* BRIEF *
Using the entries below, return word for word the lines from the one containing "Reviewer note: every instance of the surfer should" up to and including the last.
---------- DATA FOR PROCESSING ----------
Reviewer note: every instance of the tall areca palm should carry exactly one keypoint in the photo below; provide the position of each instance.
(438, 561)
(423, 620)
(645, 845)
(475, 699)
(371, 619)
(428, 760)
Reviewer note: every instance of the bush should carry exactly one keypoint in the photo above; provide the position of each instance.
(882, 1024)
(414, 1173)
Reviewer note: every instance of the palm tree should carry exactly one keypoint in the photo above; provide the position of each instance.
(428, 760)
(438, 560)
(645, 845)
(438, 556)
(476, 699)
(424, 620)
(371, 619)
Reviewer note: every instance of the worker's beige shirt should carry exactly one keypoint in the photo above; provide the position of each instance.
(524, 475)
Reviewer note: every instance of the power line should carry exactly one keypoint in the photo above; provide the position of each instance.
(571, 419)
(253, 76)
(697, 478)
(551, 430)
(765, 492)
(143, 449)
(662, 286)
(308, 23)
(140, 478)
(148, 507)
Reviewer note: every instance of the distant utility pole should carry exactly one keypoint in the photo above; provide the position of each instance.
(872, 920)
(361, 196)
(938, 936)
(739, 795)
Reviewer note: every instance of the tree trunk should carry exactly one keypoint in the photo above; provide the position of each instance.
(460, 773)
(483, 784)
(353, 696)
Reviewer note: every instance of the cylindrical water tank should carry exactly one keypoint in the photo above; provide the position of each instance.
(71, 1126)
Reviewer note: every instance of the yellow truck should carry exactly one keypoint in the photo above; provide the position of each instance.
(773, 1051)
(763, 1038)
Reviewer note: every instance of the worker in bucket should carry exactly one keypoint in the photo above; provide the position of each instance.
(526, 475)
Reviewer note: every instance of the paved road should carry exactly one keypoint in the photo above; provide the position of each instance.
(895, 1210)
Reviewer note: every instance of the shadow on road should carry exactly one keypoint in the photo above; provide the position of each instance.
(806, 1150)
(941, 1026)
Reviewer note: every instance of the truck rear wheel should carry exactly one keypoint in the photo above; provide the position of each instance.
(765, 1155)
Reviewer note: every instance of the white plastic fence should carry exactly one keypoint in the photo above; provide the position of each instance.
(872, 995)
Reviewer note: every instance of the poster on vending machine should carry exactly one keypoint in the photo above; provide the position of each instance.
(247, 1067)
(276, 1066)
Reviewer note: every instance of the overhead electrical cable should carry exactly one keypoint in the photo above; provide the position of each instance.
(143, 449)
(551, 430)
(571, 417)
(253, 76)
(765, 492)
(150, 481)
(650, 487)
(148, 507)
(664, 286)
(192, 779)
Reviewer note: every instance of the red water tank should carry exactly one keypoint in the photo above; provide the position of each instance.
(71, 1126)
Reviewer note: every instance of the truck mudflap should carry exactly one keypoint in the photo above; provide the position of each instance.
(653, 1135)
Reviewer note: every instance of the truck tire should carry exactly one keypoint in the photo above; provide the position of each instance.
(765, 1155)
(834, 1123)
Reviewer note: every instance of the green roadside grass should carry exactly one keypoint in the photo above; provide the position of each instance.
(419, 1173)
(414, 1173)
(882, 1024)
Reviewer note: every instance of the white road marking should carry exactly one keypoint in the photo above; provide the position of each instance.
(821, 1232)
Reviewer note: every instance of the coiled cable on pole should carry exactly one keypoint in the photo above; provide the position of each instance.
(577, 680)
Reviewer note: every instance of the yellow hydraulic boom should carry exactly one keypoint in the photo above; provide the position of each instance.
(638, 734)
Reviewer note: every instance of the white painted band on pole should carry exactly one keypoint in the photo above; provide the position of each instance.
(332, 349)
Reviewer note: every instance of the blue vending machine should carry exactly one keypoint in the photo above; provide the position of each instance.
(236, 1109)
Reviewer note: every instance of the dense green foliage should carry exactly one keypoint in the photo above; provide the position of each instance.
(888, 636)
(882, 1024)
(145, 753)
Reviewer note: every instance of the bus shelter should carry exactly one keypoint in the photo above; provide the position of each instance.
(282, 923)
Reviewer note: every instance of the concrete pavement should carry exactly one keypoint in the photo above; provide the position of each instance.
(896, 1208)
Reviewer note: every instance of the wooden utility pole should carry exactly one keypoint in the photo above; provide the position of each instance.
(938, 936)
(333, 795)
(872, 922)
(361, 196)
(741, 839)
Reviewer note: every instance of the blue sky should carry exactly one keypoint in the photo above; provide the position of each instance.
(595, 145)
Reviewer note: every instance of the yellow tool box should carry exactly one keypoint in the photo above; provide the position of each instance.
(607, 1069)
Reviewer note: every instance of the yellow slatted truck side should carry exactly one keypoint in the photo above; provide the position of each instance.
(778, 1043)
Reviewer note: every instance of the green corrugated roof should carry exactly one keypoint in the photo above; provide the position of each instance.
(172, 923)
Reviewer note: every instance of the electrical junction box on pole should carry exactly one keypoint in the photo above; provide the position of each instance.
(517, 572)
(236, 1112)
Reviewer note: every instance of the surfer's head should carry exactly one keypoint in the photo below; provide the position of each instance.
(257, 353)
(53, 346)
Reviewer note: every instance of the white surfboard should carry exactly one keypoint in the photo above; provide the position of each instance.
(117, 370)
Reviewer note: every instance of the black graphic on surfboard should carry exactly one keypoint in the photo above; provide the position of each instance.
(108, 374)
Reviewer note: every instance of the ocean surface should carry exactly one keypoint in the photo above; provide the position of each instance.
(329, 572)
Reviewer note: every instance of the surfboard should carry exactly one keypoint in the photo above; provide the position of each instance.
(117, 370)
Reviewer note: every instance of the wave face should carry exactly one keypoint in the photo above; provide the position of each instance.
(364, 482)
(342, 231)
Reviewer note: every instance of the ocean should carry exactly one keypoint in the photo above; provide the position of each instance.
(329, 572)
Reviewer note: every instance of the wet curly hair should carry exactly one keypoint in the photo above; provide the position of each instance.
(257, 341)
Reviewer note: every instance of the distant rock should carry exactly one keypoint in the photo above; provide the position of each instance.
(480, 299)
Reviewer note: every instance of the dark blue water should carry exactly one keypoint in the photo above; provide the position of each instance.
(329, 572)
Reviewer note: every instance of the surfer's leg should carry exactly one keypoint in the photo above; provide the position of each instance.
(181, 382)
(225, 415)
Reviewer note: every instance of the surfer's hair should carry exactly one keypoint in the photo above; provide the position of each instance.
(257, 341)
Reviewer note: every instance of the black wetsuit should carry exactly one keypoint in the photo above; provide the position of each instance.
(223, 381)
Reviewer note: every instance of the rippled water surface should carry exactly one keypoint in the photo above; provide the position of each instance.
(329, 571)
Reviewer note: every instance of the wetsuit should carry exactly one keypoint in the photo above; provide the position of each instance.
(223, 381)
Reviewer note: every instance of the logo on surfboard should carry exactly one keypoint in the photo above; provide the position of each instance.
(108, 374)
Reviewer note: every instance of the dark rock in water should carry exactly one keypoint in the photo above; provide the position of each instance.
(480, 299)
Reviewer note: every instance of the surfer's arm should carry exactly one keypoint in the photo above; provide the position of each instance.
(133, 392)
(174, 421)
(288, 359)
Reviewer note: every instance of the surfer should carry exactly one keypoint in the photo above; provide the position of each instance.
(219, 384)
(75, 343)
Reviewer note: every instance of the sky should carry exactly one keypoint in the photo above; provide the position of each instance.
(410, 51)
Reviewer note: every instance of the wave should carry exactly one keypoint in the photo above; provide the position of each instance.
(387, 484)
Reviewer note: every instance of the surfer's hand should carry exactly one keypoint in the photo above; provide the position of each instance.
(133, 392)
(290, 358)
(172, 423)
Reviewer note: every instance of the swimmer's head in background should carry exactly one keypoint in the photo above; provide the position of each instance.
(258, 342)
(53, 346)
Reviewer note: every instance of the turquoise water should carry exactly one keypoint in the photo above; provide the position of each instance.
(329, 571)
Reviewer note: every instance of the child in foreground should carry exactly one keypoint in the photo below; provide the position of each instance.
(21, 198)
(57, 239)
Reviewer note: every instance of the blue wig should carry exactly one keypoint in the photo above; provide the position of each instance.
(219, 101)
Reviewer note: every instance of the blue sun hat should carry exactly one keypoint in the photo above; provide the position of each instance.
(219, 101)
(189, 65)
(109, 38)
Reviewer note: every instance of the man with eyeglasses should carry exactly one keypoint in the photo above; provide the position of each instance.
----------
* FINISHED EXERCISE *
Reviewer note: every instance of the surfer should carry exactly one keypoint in the photo above; provide the position of each instance.
(219, 384)
(75, 343)
Reviewer note: every instance of the sky should carry exactly one keypoint in the photo above; provide the position of each instance.
(410, 51)
Reviewer note: every instance of the wave should carry exactly one keypoint in the photo above; provide the position of each instance.
(387, 484)
Reviewer note: every instance of the surfer's hand should carry exactly one keypoint in the photo above; provide the position of each instance.
(133, 392)
(290, 358)
(172, 423)
Reviewer note: every instance of the swimmer's head in background should carry exactly one keypoint in the photo above; provide the position of each instance.
(258, 342)
(53, 346)
Reviewer note: every instance of the turquoise water should carry exactly one keypoint in the photo above; provide the position of each instance.
(329, 571)
Reviewer note: every instance of the child in foreground should carry exactly one keypoint in the photo below; provide the position of each instance.
(21, 198)
(57, 239)
Reviewer note: every instance of the blue wig should carry exactly one keypoint in the photo above; provide the position of each instance.
(219, 101)
Reviewer note: every instance of the blue sun hat should carry exactly one keypoint in the photo above; provide the position of each instance.
(219, 101)
(189, 65)
(109, 38)
Reviewer note: every instance of the man with eyeglasses should carry exactly one keypoint in the photo above; provide the position of each instance.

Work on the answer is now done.